» SELECTED TEXT
- Opening Delimiter -

Well done that man !
Trouble is, the flytipper may just have driven a bit further down then road and repeated the dumping.

This is what happens when penny-pinching councils stop the free service to pick up large items and the official tip / skip sites spend more time shut than open, not to mention the petty rules about what you can dump there !
 
Well done that man !
Trouble is, the flytipper may just have driven a bit further down then road and repeated the dumping.

This is what happens when penny-pinching councils stop the free service to pick up large items and the official tip / skip sites spend more time shut than open, not to mention the petty rules about what you can dump there !
None of that is any excuse to fly tip, especially in beautiful countryside. Anyone who does that needs banishing to the acid mines
 
We walked on the Paddington arm of the Grand Union Canal yesterday and it was 13 miles of absolutely disgusting levels of littering.

Mostly empty cans, drinks bottles and fast food packaging but also clothing, tins of paint and even a bloody kitchen sink. I've never seen anything quite like it. The whole length of the canal.
 
This is what happens when penny-pinching councils stop the free service to pick up large items
The man is driving an expensive car.
Round my way it's a whole £15 for 3 items and my only gripe as someone who can't drive stuff to the tip is that some quite small things would count as one item.
 
The man is driving an expensive car.
Round my way it's a whole £15 for 3 items and my only gripe as someone who can't drive stuff to the tip is that some quite small things would count as one item.
I paid more than that for three items to be taken away last year. Two of them were taken from the front garden before the rubbish lorry ever turned up :facepalm: (I don't know how they knew that the mouldy freezer still worked and the clean but clapped out fridge didn't but they took the right one).
 
Two of them were taken from the front garden before the rubbish lorry ever turned up :facepalm:
That works for me too - annoyingly they consistently chop the compressor out of fridges and leave the steel shell with inconvenient insulation stuck to it.

- Closing Delimiter -

» TASK ITEM A
In the forum discussion about fly-tipping, what stretch of water did one poster walk along and find 13 miles of litter?
» TASK ITEM B
Continue the forum discussion about fly-tipping from its last post.
The rows after this point play no part in the work.

» DATA RECORDS
- Opening Delimiter -

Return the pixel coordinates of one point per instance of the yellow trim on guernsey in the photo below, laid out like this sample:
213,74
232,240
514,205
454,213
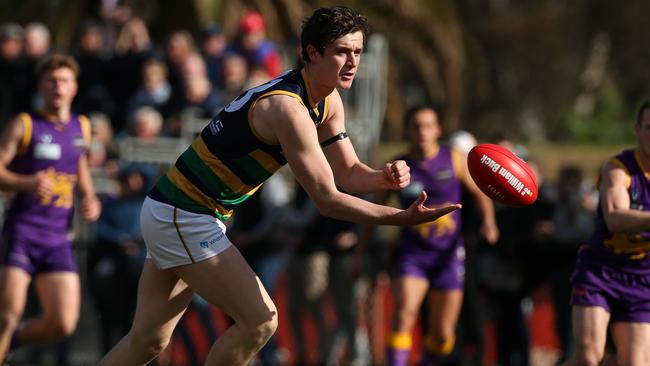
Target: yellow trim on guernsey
28,130
400,340
194,193
85,129
645,169
219,168
326,109
265,160
458,162
619,164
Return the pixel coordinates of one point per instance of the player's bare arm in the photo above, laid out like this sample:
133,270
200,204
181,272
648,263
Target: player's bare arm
616,202
489,228
349,173
9,144
89,204
291,126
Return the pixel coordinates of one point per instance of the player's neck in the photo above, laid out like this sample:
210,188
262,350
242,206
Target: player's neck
56,114
644,159
317,91
425,152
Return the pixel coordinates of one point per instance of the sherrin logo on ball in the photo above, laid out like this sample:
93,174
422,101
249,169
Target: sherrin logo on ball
502,176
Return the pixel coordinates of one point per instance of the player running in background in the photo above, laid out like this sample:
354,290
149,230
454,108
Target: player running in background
430,256
43,163
611,283
296,118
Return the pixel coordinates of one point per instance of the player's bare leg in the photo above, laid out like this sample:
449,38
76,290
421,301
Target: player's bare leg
162,300
444,310
408,292
589,334
59,294
229,283
632,340
13,297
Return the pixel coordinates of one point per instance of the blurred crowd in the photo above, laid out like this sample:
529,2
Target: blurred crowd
130,85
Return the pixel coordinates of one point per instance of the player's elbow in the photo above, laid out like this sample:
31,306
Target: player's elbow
326,204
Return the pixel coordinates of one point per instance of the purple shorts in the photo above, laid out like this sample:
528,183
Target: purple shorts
445,270
625,295
37,256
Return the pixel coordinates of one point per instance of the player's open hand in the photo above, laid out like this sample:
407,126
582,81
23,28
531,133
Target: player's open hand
397,174
90,207
418,213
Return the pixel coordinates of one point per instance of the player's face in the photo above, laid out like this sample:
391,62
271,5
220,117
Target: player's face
339,62
58,87
643,132
424,129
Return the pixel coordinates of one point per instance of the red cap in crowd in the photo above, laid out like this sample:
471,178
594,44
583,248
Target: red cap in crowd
251,21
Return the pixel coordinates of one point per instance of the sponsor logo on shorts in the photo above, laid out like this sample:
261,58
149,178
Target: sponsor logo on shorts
205,244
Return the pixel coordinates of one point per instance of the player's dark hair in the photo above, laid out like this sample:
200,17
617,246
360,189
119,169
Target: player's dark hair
57,61
411,112
642,108
326,25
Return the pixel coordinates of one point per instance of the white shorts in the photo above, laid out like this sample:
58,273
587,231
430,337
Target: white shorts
175,237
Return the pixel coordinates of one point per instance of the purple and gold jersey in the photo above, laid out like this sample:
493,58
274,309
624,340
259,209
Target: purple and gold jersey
229,160
439,178
55,148
628,252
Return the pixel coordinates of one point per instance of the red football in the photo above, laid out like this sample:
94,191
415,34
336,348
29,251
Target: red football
501,175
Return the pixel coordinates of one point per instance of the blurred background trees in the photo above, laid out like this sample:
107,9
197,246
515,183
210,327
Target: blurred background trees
534,70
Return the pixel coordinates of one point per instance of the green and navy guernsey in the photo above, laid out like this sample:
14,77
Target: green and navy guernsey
229,160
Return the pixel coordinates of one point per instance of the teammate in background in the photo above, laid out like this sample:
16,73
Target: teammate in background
611,283
43,160
430,256
297,118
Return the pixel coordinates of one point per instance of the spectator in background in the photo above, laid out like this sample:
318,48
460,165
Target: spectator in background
94,60
155,90
234,77
510,269
36,46
265,239
101,131
199,91
255,47
571,225
43,159
199,99
132,48
430,261
116,259
15,75
471,338
147,124
213,47
611,282
37,40
180,45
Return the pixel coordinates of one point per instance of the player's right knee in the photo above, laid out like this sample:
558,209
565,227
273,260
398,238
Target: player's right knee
587,358
261,332
9,320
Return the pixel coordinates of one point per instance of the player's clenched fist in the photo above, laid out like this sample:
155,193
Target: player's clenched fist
397,174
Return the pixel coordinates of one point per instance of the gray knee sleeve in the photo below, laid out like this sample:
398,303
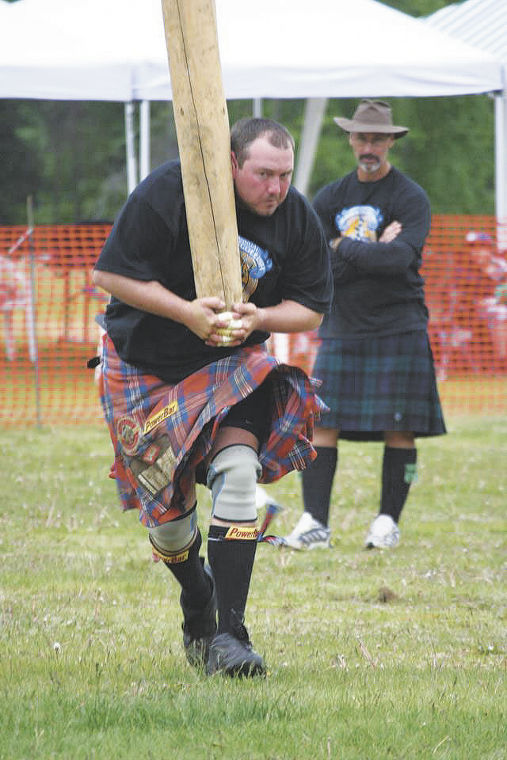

- Closing Delimiter -

» ANSWER BOX A
The Paddington arm of the Grand Union Canal.

» ANSWER BOX B
I paid more than that for three items to be taken away last year. Two of them were taken from the front garden before the rubbish lorry ever turned up :facepalm: (I don't know how they knew that the mouldy freezer still worked and the clean but clapped out fridge didn't but they took the right one).

Luck probably. We had the same once - I got an angry text from the council saying they came to collect but nothing was there. We had put it out, just turns out passers by were keen on a divan bed with the screws missing and parts of an old computer.

I find the cost a joke though; 23 quid for six items (although they do count three bin bags as one item which is great). We have some awful problems with rubbish in some parts and it doesn’t surprise me it’s in the areas struggling most financially. Nearly 25quid is a huge amount of money.
 
It’s £42.50 for bulky items uplift here. That’s too much, and almost certainly results in flytipping.

They won’t take car tyres though. In fact nobody will. We had some old tyres as planters, which seemed at good idea at the time, but when we decided to get rid of them nobody would take them. I took them to the tip, but was turned away. The guy even hinted I should fly tip them. “Then the council are required to pick them up”. I didn’t. I tried to get a scrap yard to take them, but he wanted me to pay him £12 per tyre. Garages wanted me to pay them too. I eventually found a garage where a guy let me put them in a consignment that was being taken away that day, but only because the boss was away on his lunch.

I drove around for ages asking various places before I found this guy.

So never use old tyres for anything. You can’t get rid.
 
I've some old tyres, but my idea has been to check with a couple of local farmers (use 'em to hold doen covers on silage heaps) or local fishing fleet (small boats use tyres are fenders, either on the boat itself or a dolphin / harbour wall). Let you know how I get on !
 
In Japan, there's not really litter bins, so people tend to bring their litter home. Lots of recycle points for plastics/tins/general waste, though.
 
just disgusting idiots without respect for their surroundings and fellow canal walkers then.
It's unbelievable the sheer amount of rubbish down there. Truly horrible and saddening and I have no idea who is ever going to clear it up so it will just get worse and worse.

At first we thought it was perhaps kids hanging out away from their parents but there is too much for it to be that. We saw lots of men fishing drinking cans so perhaps they also have a habit of just chucking their rubbish in the bushes. Neither group is responsible for the clothes, paint tins, dirty nappies or piles of empty catfood pouches. Or indeed the sofa! It's extraordinary.
 
It's unbelievable the sheer amount of rubbish down there. Truly horrible and saddening and I have no idea who is ever going to clear it up so it will just get worse and worse.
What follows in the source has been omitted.